- [Task directions]:
Copy the records from the line containing "query: the noun phrase to segment: cloud" through the end of the records, substituting "contour" for "outline" and leaving everything else unchanged. Give only those lines.

- [Listed records]:
######

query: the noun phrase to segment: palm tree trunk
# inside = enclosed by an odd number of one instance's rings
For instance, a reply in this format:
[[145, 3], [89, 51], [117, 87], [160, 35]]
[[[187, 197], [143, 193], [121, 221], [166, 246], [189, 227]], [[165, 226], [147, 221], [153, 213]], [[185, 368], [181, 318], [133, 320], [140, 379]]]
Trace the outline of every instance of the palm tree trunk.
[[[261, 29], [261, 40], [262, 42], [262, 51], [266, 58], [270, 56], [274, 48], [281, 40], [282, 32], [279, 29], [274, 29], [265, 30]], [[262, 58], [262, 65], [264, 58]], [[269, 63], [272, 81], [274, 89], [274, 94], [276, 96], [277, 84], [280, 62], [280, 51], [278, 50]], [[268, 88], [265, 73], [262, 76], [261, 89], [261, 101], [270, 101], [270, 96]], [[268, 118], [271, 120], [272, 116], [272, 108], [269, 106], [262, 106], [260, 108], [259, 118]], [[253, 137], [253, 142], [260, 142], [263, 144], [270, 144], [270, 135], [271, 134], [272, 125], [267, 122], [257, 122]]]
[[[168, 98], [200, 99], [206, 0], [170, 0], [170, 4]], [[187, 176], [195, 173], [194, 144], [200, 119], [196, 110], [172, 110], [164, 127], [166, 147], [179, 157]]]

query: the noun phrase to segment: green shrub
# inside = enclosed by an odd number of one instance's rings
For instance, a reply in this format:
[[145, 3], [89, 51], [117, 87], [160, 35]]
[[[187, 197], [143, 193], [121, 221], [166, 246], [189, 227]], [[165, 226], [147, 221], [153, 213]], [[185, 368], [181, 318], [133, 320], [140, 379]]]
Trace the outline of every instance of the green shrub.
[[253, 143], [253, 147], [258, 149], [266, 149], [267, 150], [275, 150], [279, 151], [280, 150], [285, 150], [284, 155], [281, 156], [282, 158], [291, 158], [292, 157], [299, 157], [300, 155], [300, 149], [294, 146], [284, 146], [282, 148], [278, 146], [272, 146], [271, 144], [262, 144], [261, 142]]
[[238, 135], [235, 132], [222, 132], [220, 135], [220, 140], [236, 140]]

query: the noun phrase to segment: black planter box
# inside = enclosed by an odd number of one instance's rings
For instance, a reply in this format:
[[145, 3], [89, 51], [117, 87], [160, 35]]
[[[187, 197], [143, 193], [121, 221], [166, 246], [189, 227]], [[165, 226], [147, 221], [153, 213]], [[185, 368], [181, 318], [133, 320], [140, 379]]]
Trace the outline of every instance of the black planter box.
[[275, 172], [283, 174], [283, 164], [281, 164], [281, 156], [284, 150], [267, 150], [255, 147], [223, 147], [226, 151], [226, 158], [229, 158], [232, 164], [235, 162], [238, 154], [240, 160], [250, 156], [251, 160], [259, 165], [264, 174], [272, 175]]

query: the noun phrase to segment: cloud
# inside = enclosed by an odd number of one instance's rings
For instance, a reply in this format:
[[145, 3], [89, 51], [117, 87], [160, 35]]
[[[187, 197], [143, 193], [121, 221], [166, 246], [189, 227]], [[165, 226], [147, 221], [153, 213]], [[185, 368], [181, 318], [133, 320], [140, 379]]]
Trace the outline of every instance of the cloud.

######

- [Output for this exercise]:
query: the noun phrase to segment: cloud
# inside = enclosed by an odd number of one instance's rings
For instance, a reply in this format:
[[145, 3], [89, 51], [117, 87], [160, 35]]
[[[187, 197], [143, 193], [121, 221], [166, 246], [189, 227]], [[165, 226], [147, 221], [153, 213]], [[185, 368], [181, 318], [133, 320], [140, 379]]]
Trace the contour of every instance of the cloud.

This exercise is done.